begin

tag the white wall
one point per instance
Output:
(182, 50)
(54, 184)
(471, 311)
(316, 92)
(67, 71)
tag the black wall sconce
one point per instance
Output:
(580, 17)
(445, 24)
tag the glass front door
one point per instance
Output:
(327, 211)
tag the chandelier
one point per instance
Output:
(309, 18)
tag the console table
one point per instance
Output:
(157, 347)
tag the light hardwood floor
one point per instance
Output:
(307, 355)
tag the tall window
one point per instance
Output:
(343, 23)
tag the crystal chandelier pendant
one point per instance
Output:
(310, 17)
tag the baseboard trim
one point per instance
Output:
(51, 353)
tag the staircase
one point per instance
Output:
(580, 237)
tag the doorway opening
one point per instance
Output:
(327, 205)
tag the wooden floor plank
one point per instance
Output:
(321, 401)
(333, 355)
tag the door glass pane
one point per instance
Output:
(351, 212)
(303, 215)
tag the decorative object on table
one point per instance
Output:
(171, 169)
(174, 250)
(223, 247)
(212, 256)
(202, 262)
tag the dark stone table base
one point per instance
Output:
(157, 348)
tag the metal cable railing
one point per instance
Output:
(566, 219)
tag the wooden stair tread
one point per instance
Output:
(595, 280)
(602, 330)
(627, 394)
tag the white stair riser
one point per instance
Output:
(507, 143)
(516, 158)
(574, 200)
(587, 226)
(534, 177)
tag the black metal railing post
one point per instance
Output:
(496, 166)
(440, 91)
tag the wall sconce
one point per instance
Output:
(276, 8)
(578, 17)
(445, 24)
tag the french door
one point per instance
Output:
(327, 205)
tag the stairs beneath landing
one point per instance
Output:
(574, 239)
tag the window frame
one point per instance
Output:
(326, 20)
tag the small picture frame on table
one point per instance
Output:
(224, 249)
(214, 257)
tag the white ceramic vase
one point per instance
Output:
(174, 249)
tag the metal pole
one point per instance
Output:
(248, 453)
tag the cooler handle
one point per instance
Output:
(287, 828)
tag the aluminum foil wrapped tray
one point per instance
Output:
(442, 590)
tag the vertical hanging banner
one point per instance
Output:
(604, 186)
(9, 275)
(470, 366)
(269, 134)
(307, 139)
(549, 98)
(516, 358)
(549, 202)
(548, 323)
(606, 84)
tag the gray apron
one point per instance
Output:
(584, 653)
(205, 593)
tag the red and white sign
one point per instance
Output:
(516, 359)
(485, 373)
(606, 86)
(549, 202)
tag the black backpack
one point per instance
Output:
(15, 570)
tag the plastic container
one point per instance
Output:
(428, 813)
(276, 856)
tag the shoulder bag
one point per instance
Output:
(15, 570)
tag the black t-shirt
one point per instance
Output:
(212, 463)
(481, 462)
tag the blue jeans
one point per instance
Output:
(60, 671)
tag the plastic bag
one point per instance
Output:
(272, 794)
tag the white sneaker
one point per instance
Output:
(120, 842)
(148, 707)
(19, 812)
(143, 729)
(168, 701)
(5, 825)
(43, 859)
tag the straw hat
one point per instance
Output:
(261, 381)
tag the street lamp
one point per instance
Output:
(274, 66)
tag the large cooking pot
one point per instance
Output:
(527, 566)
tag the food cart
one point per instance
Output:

end

(The problem) Rescale the items starting at the line containing "tag the gray apron" and ending at the final line of the items, both included. Reproduce every line in that span, requests included, and multiply each point coordinate in the answers by 0.25, rounding to whole numbers with halves rounded up.

(Result below)
tag the gray apron
one point per instance
Output:
(146, 163)
(51, 148)
tag the red and white sign
one point per instance
Output:
(129, 90)
(121, 93)
(152, 22)
(137, 51)
tag the black backpack
one point per instance
Output:
(4, 143)
tag the plastic container
one point per instance
Output:
(107, 203)
(69, 214)
tag the shoulder bag
one point per instance
Output:
(4, 143)
tag the black t-shirt
one point per instance
Output:
(53, 116)
(120, 116)
tag the blue jeans
one point per instance
Output:
(15, 168)
tag the plastic bag
one point per instance
Output:
(68, 199)
tag the white sneaker
one point per instance
Output:
(30, 211)
(37, 177)
(5, 203)
(36, 182)
(42, 175)
(1, 206)
(11, 215)
tag the straw hat
one point per instance
Output:
(65, 95)
tag the street lamp
one point per instance
Output:
(69, 17)
tag the large cooking pot
one point per instance
Output:
(132, 142)
tag the food cart
one point per instance
Output:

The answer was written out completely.